═══ Article

Edit; Why do things always go out of topic with you?


----------



## Jeremy8419 (Mar 2, 2015)

Captain Mclain said:


> I do not agree. Sure you can make a case that every human action is towards procreation. I think Socionics Type is legit at a very basic and fundamental level.


It is legit at a fundamental level: One which states being far different than the average person, and there are reasons for this. "Unhealthy" and "crazy" are terms used to denote those who are different than the average person. Even types such as ISTJ, with a high population percent, are not average people. If they were average, they would be smack dab on the 50/50 line for all four dichotomies, but, instead, they simply counter several other rarer types to together average the group back towards the average person.

The Quadras were setup by alpha types, those which value ease, comfort, lack of effort. The Quadras are set up in such a way to give each type their best matches _for maintaining non-normal behaviors_, because remaining the same is easy, comfortable, and requires no effort, NOT because such is "best for you." What is best, and leads to the longest, healthiest, and productive life, will be that which causes your personality type to cease to exist and be an average person. However, people often confuse "different" and "unique." The average person still maintains all their unique life experiences, which exist only within them, while doing so in the most healthy and productive way. Being typed to an extreme end of the spectrum simply means that you are very highly marginalized in your thoughts, actions, relationships, and life in general, because you have had the majority of your potential opportunities removed.

══════

▶ [Tasks to perform]:
[1] Duplicate the passage of the forum post on Socionics types that opens with the words containing "## Jeremy8419 (Mar" and closes with "towards the average person.".
[2] For each of these statements, answer yes or no according to the forum post on Socionics types, and quote the words from the post that settle it: (a) The Quadras were set up by alpha types. (b) ISTJ is described as having a low population percent. (c) The average person loses their unique life experiences.
The items that follow the forum post are not needed for any of this work.

═══ Record extracts

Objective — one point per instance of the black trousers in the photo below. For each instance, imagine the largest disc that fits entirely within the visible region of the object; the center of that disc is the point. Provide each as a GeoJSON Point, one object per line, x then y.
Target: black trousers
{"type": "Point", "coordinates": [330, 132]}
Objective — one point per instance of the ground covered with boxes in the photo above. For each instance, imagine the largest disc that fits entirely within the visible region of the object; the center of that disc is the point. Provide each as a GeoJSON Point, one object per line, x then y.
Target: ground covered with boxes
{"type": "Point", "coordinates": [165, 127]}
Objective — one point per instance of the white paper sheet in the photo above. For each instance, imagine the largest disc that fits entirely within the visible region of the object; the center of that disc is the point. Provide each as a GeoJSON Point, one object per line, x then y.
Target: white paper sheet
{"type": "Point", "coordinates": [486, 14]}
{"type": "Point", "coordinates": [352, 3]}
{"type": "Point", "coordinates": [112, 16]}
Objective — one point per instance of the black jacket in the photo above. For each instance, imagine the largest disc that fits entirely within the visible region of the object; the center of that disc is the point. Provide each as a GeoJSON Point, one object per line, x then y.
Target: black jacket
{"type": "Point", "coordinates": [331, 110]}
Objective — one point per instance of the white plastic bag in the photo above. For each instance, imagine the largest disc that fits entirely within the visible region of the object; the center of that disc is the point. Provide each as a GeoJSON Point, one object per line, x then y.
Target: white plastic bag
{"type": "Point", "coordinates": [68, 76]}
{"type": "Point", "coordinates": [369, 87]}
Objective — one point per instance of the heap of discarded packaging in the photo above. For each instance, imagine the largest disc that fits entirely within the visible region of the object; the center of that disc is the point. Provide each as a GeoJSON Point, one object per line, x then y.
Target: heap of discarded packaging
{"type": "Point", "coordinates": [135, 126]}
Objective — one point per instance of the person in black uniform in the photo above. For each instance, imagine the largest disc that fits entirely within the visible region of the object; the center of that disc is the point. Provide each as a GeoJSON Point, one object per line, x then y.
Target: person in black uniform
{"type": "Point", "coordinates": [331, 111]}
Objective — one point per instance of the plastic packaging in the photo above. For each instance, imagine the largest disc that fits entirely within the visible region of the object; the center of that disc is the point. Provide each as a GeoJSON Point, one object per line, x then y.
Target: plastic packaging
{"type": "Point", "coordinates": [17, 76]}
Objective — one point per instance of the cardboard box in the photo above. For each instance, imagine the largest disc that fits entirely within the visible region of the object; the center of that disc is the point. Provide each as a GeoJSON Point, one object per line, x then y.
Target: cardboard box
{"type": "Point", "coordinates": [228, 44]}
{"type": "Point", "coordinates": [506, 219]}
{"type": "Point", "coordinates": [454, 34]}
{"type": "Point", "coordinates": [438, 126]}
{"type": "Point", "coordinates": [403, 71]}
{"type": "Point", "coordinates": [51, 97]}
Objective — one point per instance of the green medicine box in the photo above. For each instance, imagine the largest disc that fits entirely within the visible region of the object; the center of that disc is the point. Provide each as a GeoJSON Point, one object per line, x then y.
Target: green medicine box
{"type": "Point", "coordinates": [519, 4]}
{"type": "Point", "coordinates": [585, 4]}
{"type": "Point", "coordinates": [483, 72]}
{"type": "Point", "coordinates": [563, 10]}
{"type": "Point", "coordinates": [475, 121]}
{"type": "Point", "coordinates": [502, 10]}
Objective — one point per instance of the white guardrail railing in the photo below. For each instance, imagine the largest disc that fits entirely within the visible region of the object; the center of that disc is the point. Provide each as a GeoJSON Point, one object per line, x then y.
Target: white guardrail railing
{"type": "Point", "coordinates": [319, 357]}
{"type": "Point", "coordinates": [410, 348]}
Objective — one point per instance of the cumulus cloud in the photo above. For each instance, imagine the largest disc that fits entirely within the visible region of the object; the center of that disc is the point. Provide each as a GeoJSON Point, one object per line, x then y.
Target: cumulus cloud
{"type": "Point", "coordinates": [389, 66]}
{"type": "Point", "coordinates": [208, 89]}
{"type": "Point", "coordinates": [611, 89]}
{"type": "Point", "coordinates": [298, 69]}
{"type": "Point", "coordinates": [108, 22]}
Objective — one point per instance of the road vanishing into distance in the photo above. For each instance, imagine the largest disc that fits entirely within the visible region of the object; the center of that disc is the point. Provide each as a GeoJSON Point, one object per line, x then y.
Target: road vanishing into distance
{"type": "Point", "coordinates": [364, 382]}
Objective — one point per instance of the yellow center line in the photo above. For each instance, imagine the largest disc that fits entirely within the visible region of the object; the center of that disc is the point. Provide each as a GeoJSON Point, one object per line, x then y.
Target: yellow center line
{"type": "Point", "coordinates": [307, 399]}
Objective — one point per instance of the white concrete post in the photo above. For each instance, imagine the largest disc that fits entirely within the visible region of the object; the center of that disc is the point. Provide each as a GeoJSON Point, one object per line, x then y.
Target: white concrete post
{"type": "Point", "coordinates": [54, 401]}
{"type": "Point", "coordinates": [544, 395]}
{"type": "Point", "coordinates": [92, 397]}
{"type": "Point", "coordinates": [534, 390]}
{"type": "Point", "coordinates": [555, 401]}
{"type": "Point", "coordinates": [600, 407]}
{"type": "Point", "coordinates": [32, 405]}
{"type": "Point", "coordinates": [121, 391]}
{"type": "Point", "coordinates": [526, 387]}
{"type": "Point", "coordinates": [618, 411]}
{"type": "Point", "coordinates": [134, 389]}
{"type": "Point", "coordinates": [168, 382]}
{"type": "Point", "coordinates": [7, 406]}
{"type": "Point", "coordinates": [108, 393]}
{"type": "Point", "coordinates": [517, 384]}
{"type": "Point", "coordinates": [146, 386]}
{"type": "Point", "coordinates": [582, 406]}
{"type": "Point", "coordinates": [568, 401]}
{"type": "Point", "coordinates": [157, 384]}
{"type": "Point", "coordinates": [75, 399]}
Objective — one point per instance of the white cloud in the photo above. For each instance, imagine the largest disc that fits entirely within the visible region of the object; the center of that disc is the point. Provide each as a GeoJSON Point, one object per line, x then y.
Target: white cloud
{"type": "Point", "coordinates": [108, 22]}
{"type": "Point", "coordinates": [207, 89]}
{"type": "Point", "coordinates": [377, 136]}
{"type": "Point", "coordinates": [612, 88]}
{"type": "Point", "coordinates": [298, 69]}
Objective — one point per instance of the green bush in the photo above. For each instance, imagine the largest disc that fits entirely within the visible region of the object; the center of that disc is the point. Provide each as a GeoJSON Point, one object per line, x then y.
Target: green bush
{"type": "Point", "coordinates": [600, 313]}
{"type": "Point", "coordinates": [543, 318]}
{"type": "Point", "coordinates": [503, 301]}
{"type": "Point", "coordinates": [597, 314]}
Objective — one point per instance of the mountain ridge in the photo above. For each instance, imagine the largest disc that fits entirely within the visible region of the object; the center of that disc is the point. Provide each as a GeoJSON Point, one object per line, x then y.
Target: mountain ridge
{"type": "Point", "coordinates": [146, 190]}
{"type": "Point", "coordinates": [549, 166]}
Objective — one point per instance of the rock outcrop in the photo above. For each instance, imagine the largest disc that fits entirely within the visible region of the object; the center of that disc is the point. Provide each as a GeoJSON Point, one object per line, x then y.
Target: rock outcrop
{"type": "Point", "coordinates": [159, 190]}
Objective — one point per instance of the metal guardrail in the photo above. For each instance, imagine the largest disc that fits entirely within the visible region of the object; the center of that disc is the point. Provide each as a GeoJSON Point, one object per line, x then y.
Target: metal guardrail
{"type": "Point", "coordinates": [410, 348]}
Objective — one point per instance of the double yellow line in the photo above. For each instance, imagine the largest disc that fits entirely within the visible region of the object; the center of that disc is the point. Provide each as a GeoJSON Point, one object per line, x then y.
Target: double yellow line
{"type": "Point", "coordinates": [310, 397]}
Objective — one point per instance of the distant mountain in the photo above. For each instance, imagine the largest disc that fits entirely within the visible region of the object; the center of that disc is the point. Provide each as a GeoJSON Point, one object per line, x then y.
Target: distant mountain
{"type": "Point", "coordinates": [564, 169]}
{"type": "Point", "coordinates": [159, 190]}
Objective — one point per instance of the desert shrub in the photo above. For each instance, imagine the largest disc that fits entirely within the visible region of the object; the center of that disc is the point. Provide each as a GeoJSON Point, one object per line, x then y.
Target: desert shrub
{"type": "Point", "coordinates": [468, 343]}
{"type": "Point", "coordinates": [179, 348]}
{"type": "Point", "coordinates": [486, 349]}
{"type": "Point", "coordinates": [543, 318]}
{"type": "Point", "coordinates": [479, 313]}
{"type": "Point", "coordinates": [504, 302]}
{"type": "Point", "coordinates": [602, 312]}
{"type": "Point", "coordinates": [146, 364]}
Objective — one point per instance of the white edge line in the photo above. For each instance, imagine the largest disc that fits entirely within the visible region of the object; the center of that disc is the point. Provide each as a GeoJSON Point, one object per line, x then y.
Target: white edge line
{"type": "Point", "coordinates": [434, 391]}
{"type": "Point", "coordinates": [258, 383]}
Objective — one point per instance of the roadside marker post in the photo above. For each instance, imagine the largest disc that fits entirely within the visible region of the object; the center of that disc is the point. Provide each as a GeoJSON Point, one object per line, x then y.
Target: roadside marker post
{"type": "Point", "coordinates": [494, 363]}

══════

▶ [Solutions for each task]:
[1]
## Jeremy8419 (Mar 2, 2015)

Captain Mclain said:


> I do not agree. Sure you can make a case that every human action is towards procreation. I think Socionics Type is legit at a very basic and fundamental level.


It is legit at a fundamental level: One which states being far different than the average person, and there are reasons for this. "Unhealthy" and "crazy" are terms used to denote those who are different than the average person. Even types such as ISTJ, with a high population percent, are not average people. If they were average, they would be smack dab on the 50/50 line for all four dichotomies, but, instead, they simply counter several other rarer types to together average the group back towards the average person.

[2]
(a) Yes: "The Quadras were setup by alpha types"
(b) No: "Even types such as ISTJ, with a high population percent, are not average people."
(c) No: "The average person still maintains all their unique life experiences"